Supplied text -
Module Catalogues, Xi'an Jiaotong-Liverpool University   
Module Code: DTS202TC
Module Title: Fundamentals of Parallel Computing
Module Level: Level 2
Module Credits: 5.00
Academic Year: 2021/22
Semester: SEM1
Originating Department: Shool of AI and Advanced Computing
Pre-requisites: N/A
This module is an introduction to parallel computing on modern supercomputer. The aim of this module is to provide students with an understanding of the modern processors and architectures of parallel computers, enable students to have preliminary ability in design and implementation of parallel algorithms in MPI.

Parallel programming with emphasis on developing applications for processors with many computation cores. Computational thinking, forms of parallelism, programming models, mapping computations to parallel hardware, efficient data structures, paradigms for efficient parallel algorithms, and application case studies.
Learning outcomes 
A. Identify serial and parallel algorithm

B. Appreciate basic principal and techniques in devising parallel algorithm

C. Devise and implement parallel algorithms

D. Acquire basic software development skill using MPI

E. Analyze and implement common parallel algorithm patterns in a parallel programming model such as CUDA.

F. Design experiments to analyze the performance bottlenecks in their parallel code.

G. Apply common parallel techniques to improve performance given hardware constraints.

H. Use a parallel debugger to identify and repair code defects; Use a parallel profiler to identify performance bottlenecks in their code.

I. Understand and apply common parallel algorithm patterns.

J. Understand the major types of hardware limitations that limit parallel program performance.

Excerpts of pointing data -

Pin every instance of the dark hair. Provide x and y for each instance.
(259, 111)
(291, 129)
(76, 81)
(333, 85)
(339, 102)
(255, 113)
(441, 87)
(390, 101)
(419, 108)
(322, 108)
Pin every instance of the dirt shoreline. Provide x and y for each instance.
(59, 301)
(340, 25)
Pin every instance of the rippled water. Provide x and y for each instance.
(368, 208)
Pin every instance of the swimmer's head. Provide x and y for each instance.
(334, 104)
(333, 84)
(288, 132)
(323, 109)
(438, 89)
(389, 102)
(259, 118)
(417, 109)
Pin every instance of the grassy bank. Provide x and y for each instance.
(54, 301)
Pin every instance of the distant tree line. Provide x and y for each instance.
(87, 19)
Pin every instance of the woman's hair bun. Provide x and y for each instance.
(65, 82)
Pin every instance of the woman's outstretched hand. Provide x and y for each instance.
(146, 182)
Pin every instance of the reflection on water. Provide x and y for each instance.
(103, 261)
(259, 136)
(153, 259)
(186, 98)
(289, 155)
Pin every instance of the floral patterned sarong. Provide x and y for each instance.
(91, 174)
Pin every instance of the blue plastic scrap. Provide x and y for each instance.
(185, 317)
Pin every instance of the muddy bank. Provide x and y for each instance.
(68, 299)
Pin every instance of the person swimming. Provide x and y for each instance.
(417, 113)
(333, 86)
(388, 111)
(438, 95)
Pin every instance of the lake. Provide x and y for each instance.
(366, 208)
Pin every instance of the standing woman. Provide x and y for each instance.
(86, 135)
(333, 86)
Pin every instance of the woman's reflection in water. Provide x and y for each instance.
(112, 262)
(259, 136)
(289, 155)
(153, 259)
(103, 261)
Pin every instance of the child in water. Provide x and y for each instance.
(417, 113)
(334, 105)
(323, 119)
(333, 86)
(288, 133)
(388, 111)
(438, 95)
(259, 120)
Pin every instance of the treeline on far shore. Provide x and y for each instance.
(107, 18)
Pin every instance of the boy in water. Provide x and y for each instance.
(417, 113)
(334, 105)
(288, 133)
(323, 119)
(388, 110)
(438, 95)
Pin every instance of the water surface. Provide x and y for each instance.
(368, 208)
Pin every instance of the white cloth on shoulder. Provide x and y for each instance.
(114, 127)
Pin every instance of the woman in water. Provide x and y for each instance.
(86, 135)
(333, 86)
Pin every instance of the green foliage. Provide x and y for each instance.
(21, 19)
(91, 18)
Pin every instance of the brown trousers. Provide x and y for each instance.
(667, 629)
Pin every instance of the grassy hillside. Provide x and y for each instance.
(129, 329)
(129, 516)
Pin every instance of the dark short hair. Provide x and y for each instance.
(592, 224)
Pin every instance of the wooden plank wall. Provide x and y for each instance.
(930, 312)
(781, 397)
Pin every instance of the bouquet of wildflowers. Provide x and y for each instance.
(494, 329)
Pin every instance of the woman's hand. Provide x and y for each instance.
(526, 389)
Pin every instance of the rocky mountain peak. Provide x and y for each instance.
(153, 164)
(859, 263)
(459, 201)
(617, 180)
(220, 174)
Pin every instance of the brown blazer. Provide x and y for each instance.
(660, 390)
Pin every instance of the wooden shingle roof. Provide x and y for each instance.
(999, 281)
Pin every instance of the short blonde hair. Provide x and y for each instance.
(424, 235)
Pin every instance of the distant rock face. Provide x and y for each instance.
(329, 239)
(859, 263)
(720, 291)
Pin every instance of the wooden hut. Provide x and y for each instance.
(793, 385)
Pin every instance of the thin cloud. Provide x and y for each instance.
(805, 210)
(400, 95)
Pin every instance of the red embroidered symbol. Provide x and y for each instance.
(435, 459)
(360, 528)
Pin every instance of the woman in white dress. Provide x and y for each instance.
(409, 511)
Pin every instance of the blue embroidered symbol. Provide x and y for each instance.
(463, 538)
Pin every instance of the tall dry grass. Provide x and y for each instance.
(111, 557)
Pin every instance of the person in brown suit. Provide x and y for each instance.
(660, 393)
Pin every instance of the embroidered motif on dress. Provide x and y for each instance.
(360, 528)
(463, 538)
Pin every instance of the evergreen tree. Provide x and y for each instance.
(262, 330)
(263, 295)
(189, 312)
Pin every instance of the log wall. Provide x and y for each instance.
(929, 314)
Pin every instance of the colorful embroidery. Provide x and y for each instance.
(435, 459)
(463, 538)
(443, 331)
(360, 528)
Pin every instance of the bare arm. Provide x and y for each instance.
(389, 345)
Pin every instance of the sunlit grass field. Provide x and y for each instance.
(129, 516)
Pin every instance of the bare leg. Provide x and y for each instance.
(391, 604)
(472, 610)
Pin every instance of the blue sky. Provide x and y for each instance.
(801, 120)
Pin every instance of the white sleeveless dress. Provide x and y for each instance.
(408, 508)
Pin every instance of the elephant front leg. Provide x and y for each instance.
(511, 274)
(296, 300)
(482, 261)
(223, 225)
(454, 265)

* * *

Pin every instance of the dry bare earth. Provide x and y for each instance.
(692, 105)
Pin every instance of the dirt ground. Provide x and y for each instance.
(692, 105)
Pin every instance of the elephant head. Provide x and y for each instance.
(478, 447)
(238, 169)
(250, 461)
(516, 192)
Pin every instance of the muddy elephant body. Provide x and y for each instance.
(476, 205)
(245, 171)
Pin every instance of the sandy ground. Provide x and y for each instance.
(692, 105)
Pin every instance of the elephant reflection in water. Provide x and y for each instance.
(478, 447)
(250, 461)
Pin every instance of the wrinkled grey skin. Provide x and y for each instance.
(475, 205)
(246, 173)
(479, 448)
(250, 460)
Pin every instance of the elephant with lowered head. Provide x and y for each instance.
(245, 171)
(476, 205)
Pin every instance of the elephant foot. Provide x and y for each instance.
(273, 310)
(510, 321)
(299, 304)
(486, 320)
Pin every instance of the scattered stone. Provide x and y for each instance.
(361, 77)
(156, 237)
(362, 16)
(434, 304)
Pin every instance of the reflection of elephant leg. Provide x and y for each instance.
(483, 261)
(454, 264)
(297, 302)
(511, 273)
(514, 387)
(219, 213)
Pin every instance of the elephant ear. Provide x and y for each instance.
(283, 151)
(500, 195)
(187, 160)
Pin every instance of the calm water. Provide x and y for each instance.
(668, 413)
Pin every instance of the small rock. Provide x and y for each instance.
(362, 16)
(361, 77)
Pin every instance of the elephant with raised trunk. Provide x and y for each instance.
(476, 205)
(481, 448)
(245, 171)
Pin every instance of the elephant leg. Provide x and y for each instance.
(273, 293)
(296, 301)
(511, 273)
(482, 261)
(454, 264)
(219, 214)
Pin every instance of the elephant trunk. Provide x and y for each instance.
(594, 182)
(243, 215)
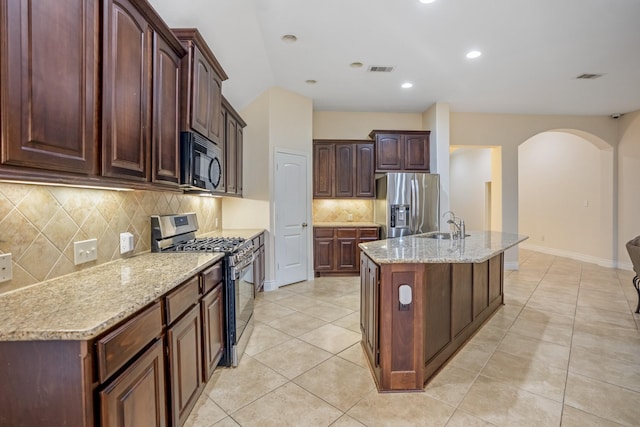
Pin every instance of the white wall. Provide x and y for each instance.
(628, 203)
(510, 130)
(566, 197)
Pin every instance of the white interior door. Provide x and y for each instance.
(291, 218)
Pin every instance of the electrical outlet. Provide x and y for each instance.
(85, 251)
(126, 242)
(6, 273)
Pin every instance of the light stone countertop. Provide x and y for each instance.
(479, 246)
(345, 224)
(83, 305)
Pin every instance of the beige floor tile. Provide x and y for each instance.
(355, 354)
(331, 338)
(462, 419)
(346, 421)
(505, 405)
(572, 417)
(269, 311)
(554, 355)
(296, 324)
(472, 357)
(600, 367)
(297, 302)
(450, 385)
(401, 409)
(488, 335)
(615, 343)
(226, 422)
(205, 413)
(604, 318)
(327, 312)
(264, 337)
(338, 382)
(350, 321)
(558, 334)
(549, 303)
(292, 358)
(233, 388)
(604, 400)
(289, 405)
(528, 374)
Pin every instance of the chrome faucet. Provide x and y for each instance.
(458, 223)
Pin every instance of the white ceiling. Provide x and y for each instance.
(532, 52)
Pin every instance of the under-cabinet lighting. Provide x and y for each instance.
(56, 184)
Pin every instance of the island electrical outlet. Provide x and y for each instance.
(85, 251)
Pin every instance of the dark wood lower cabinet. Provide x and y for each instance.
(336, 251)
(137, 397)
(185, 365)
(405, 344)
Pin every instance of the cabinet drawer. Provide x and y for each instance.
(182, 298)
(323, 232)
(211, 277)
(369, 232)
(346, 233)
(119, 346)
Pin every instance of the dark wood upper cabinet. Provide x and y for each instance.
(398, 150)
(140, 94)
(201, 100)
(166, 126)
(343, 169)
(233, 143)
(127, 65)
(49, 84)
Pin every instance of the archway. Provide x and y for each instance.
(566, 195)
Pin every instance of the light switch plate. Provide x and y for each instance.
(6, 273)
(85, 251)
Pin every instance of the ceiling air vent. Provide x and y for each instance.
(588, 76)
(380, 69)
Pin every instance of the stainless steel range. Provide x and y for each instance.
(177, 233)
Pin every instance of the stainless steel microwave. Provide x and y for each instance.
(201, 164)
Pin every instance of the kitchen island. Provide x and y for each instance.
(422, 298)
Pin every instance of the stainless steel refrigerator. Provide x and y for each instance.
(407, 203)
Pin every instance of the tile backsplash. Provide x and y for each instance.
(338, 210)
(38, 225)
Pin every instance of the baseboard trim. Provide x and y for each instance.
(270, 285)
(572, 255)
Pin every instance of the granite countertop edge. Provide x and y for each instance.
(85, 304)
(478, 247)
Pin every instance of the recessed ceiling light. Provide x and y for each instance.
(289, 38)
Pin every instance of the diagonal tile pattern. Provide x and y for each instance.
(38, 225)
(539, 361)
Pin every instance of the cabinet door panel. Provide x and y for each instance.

Description of the task -
How would the parallel computing module catalogue entry go on after its last learning outcome? Continue that entry from the point where it stops.

Answer for the task -
K. Identify and solve a computational problem with parallel algorithm design and program.
Method of teaching and learning 
Students will be expected to attend about 2 hours of a formal lecture and 1 hour for a tutorial or a lab section in a typical week. Lectures will introduce students to the academic content. Tutorials will be used to expand the students understanding of lecture materials. In addition, students will be expected to devote unsupervised time to private study. Private study will provide time for reflection and consideration of lecture material and background reading
1. Parallel architecture – interconnection networks, processor arrays, multiprocessors, multicomputers, Flynn’s Taxonomy (3 lectures)

2. Parallel algorithm design – task/channel model, Foster’s design methodology (2 lectures)

3. Parallel algorithm implementation-examples (2 lectures)

4. Introduction to Message passing programming – model, interface, circuit satisfiability, collective communication, benchmarking parallel performance (4 lectures)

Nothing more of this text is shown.